Point labeling data from photos
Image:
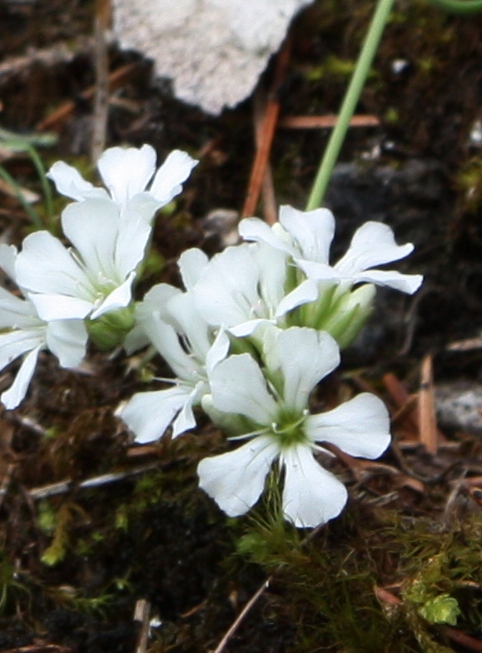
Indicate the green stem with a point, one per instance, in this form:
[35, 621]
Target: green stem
[47, 191]
[348, 106]
[459, 6]
[32, 214]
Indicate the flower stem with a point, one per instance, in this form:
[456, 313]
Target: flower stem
[459, 6]
[348, 106]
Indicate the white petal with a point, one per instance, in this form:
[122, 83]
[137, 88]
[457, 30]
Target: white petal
[254, 229]
[60, 307]
[171, 175]
[312, 230]
[248, 328]
[131, 244]
[408, 283]
[118, 298]
[218, 351]
[185, 419]
[8, 257]
[182, 313]
[67, 339]
[70, 183]
[166, 340]
[311, 495]
[360, 427]
[126, 171]
[191, 263]
[238, 386]
[44, 265]
[92, 227]
[148, 414]
[235, 480]
[273, 269]
[17, 391]
[303, 356]
[373, 244]
[144, 205]
[16, 313]
[16, 343]
[306, 292]
[319, 271]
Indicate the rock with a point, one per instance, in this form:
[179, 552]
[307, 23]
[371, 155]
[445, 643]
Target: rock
[213, 50]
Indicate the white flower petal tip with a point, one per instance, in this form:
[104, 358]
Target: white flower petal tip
[360, 427]
[311, 495]
[127, 172]
[12, 397]
[149, 414]
[235, 480]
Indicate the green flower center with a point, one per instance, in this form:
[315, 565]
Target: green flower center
[288, 429]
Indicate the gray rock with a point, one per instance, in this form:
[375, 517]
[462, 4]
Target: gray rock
[459, 406]
[213, 50]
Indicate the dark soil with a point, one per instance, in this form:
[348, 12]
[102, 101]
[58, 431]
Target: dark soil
[74, 561]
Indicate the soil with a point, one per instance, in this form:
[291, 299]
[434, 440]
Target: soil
[76, 560]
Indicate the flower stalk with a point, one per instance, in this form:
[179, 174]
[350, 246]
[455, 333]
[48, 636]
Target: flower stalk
[350, 101]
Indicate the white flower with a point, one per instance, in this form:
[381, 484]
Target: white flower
[168, 319]
[247, 285]
[94, 278]
[23, 333]
[127, 172]
[274, 404]
[306, 237]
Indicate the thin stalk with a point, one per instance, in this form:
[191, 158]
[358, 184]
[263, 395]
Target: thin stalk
[32, 214]
[350, 101]
[46, 188]
[459, 6]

GOAL OF THE EXERCISE ▸
Reproduce all of the records above word for word, leaving out the pictures.

SOLUTION TO THIS PROBLEM ▸
Image:
Indicate the green stem with a point, one per instance, in this form:
[35, 621]
Target: green stem
[47, 191]
[348, 106]
[459, 6]
[32, 214]
Indicate the flower stem with a point, one per instance, in this form:
[456, 313]
Target: flower stem
[459, 6]
[348, 106]
Indicate the white petal with a point, one per instance, in this form:
[122, 83]
[137, 88]
[457, 30]
Target: white petal
[254, 229]
[60, 307]
[171, 175]
[312, 230]
[248, 328]
[131, 244]
[408, 283]
[118, 298]
[218, 351]
[185, 419]
[8, 257]
[182, 313]
[67, 339]
[70, 183]
[166, 340]
[311, 495]
[360, 427]
[126, 171]
[191, 263]
[238, 386]
[44, 265]
[92, 227]
[148, 414]
[235, 480]
[273, 269]
[17, 391]
[303, 356]
[373, 244]
[144, 205]
[16, 313]
[16, 343]
[306, 292]
[319, 271]
Indicate the rock with a point, one per instance, in this form:
[179, 552]
[307, 23]
[371, 155]
[445, 643]
Target: rock
[213, 50]
Indicate the white flower petal tip with a point, one per instance, in this form:
[104, 358]
Target: white flower petal tip
[360, 427]
[311, 495]
[127, 172]
[12, 397]
[149, 414]
[235, 480]
Indicate the green flower center with a point, one per instance, in this form:
[315, 565]
Target: green flower center
[288, 429]
Indicate the gray rock with a point, one per instance, in this form:
[375, 517]
[462, 4]
Target: gray rock
[459, 406]
[213, 50]
Indicate the dark soil with a point, one per instance, in this form:
[348, 12]
[102, 101]
[58, 431]
Target: dark soil
[74, 561]
Indicate the soil with a point, one per instance, in this form:
[291, 299]
[434, 440]
Target: soil
[76, 560]
Indicate the flower stalk with a point, one per instance, in this form:
[179, 174]
[350, 246]
[455, 333]
[48, 636]
Target: flower stalk
[350, 101]
Indicate the white flower with a point, one per instance, in this form:
[381, 484]
Target: white flower
[168, 319]
[247, 285]
[94, 278]
[23, 333]
[127, 172]
[274, 404]
[306, 237]
Indicate the thin stalk with a point, one per instance, in this form:
[191, 158]
[358, 184]
[263, 395]
Target: thin stalk
[32, 214]
[350, 101]
[46, 188]
[459, 6]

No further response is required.